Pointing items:

★ ★ ★

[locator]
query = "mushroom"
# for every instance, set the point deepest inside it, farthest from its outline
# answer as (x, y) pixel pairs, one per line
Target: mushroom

★ ★ ★

Reproduce every item above line for line, with no changes to any character.

[locator]
query = "mushroom"
# for every instance, set the point deepest inside it, farthest from its outline
# answer as (x, y) pixel pairs, one per line
Target: mushroom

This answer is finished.